◆ TASKS AND EXERCISES:
a – According to the bell thread, about how long did it take to apply the coats of finish?
b – Reproduce the stretch of the bell thread from "you just are" through "fun to turn.".

◆ SOURCE PASSAGE:
-- Start --
# Bell



## BernieW (Sep 12, 2006)

Well my grandson and granddaughter saw a bell made by a friend of mine Curt Fuller and thought they would like to have one. So found some scrap 3/4" thick by 3" wide cherry and a scrap piece of 1/8" purple heart. I sandwiched the purple heart between two 14" pieces of cherry. I made my cuts at 30 degrees like a pie wedge. The six pieces are glued 1/2 or 3 pieces at a time. Then the halves are glued. Once dry then turn the bell. Not as good as Curt's but I am satisfied with it. The cutting has to be pretty precise. I have a half dozen more glued up and will pick the best for them. It is sanded to 320 grit and finished with 7 light coats of GF Woodturners finish. It took about 45 minutes to apply the 7 coats. I cheated and used a hair dryer which each coat took about 5 minutes or so applied with a piece of old T-shirt. Turned this morning and finished by lunch.


----------



## TwoSkies57 (Feb 23, 2009)

Bernie.. 

you just are having too much fun!!!! 

I can see this becoming a very popular item..


----------



## BernieW (Sep 12, 2006)

Thanks Bill. Yep Bill having wwwwwaaaaayyyyy to much fun.:lol::dance3: I have 10 more glued up and ready to turn tomorrow. They are a lot more work but sure are pretty and fun to turn.


----------



## papawd (Jan 5, 2011)

Pretty cool


----------



## xplorx4 (Dec 1, 2008)

Bernie you are way too talented, make me feel like such an amateur---I just remembered, I am an amateur, been at it less than 3 years now--thanks for the encouragement!! This is what some might call convoluted logic!!


----------



## BernieW (Sep 12, 2006)
-- End --
◆ Spatial annotation records:
-- Start --
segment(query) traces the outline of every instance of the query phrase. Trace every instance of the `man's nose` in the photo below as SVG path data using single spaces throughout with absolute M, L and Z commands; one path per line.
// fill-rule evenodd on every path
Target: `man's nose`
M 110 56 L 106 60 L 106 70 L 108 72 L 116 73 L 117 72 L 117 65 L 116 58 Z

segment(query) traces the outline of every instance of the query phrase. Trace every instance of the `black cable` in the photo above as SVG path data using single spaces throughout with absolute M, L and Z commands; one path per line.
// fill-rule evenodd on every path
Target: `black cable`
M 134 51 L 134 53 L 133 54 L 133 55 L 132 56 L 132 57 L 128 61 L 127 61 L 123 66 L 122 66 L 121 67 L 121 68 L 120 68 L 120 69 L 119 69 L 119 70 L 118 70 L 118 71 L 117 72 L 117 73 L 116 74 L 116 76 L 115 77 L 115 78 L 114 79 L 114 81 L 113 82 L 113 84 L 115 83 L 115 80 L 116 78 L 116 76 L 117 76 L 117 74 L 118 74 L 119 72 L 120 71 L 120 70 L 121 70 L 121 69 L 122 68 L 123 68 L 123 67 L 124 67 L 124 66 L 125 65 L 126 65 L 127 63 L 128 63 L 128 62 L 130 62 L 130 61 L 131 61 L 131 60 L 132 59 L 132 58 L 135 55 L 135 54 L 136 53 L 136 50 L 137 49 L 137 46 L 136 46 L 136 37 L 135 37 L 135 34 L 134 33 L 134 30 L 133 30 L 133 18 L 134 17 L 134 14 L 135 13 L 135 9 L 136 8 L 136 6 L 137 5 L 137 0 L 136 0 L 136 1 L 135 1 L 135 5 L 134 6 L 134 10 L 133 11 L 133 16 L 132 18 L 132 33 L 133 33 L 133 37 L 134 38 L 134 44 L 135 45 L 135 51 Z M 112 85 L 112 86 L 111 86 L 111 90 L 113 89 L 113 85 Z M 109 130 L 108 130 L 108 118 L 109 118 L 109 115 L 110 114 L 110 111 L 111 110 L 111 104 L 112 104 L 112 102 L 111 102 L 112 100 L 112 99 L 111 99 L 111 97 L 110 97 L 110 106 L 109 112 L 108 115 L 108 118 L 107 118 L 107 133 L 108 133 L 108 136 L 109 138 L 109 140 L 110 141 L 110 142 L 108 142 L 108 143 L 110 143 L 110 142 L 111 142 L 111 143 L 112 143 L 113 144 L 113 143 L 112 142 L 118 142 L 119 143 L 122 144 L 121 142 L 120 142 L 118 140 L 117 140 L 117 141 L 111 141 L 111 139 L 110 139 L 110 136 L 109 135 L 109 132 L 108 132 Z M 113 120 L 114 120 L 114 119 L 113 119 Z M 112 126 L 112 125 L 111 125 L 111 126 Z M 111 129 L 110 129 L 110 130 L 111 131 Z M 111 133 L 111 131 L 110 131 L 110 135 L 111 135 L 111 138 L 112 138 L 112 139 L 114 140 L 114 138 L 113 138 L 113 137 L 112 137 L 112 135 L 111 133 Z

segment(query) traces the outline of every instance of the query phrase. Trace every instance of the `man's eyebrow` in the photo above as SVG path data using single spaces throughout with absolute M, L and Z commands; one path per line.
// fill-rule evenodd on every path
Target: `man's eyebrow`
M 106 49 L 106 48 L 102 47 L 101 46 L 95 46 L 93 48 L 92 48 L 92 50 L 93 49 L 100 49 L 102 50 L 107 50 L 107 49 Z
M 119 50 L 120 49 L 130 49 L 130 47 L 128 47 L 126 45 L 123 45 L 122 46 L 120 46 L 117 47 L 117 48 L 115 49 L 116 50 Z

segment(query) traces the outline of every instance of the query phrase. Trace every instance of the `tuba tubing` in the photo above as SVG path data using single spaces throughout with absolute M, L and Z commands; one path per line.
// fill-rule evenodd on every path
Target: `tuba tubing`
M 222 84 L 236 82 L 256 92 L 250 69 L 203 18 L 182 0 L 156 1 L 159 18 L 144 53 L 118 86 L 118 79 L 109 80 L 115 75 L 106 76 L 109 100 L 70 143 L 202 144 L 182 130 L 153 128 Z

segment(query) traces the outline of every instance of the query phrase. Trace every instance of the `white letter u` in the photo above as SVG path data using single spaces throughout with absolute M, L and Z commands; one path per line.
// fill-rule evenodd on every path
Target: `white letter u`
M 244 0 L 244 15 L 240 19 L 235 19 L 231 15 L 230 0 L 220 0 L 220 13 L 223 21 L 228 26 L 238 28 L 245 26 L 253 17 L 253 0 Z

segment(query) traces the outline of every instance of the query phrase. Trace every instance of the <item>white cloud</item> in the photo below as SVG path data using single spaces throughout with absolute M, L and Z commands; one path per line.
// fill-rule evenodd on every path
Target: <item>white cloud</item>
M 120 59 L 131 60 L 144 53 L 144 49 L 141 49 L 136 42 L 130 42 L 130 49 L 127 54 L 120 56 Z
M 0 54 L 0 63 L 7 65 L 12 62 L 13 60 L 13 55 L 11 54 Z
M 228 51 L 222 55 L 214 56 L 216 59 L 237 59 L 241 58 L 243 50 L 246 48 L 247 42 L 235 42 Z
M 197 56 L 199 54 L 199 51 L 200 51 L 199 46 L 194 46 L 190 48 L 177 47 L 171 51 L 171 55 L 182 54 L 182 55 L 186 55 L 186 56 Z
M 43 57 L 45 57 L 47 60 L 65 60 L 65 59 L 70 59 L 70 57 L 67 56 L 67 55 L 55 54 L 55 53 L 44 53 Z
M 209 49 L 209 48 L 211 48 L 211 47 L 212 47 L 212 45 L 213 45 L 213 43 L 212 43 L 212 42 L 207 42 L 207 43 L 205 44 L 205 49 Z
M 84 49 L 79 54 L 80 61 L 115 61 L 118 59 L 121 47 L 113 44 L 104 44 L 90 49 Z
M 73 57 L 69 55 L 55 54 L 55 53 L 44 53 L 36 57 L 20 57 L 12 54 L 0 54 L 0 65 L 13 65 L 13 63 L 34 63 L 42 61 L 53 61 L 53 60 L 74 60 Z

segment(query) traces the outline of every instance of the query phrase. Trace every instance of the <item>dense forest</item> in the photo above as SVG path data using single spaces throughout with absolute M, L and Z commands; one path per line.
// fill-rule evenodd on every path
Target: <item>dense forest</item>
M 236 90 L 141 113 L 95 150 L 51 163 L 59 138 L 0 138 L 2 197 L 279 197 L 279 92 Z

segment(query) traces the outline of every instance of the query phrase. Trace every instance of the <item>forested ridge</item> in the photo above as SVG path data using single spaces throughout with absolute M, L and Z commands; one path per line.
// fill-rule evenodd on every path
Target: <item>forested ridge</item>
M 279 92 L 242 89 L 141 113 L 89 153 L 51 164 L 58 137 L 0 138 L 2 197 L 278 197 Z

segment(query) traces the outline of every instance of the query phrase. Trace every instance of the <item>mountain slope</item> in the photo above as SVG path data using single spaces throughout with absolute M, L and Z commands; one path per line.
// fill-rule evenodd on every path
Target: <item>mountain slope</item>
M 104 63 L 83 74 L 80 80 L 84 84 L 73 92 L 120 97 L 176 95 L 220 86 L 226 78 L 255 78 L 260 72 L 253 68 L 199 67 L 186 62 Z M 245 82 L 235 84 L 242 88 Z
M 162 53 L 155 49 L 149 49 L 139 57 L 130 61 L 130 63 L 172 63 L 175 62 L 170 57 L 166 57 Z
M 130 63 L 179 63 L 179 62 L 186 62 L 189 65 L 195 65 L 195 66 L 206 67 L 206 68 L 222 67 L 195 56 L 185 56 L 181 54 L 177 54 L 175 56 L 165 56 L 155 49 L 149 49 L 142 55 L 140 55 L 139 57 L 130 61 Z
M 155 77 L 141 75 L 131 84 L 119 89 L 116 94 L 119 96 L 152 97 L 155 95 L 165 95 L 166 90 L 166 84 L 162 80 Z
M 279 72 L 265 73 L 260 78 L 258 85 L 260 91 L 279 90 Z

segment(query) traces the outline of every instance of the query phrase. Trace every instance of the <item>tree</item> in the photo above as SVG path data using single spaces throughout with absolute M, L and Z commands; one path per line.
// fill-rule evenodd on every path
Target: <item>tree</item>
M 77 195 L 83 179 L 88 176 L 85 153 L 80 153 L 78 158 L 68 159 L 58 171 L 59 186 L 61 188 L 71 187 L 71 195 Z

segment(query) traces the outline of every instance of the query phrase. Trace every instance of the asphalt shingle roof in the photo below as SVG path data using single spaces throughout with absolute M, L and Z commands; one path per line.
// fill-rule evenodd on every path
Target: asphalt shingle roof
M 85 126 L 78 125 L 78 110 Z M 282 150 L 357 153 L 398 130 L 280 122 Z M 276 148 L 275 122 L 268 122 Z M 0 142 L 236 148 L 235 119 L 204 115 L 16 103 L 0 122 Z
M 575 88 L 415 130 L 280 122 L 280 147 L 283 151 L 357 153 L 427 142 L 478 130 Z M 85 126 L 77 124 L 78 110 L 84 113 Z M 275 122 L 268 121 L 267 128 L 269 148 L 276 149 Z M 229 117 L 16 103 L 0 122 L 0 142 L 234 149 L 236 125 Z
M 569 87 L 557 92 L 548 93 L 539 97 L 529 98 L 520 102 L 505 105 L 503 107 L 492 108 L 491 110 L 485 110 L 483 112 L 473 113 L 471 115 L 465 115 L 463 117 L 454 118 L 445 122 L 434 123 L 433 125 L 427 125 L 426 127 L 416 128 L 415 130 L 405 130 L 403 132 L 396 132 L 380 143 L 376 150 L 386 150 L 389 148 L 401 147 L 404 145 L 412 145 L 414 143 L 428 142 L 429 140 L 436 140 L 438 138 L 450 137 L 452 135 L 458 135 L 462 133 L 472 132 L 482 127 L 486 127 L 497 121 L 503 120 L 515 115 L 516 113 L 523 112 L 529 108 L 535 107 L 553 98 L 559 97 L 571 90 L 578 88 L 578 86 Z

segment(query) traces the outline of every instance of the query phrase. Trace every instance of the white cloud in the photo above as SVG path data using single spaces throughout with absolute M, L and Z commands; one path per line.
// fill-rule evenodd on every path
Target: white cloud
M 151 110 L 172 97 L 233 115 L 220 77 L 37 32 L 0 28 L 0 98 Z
-- End --
◆ EXERCISE SOLUTIONS:
a – About 45 minutes.

b –
you just are having too much fun!!!! 

I can see this becoming a very popular item..


----------



## BernieW (Sep 12, 2006)

Thanks Bill. Yep Bill having wwwwwaaaaayyyyy to much fun.:lol::dance3: I have 10 more glued up and ready to turn tomorrow. They are a lot more work but sure are pretty and fun to turn.